* start RECORDS PROVIDED *

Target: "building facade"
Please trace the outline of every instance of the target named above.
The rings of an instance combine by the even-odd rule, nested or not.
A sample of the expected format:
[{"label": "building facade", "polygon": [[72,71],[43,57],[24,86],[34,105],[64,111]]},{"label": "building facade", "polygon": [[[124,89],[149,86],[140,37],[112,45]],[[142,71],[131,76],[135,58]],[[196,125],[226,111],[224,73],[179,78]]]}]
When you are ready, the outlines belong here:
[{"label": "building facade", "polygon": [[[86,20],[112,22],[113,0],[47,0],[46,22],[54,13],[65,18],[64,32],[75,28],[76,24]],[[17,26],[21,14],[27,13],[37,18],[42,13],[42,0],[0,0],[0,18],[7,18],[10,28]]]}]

* end RECORDS PROVIDED *

**WHAT YOU SHOULD DO**
Which lines of the data contain the string "polygon"? Pull out each of those lines in full.

**COMPLETE OUTPUT**
[{"label": "building facade", "polygon": [[72,71],[43,57],[24,86],[34,105],[64,111]]},{"label": "building facade", "polygon": [[[124,89],[149,86],[140,37],[112,45]],[[142,71],[131,76],[135,58]],[[196,125],[226,111],[224,73],[179,78]]]}]
[{"label": "building facade", "polygon": [[[86,20],[112,22],[113,0],[47,0],[46,22],[54,13],[65,18],[64,32],[75,28],[76,24]],[[17,26],[21,14],[27,13],[37,18],[42,13],[42,0],[0,0],[0,18],[7,18],[10,28]]]}]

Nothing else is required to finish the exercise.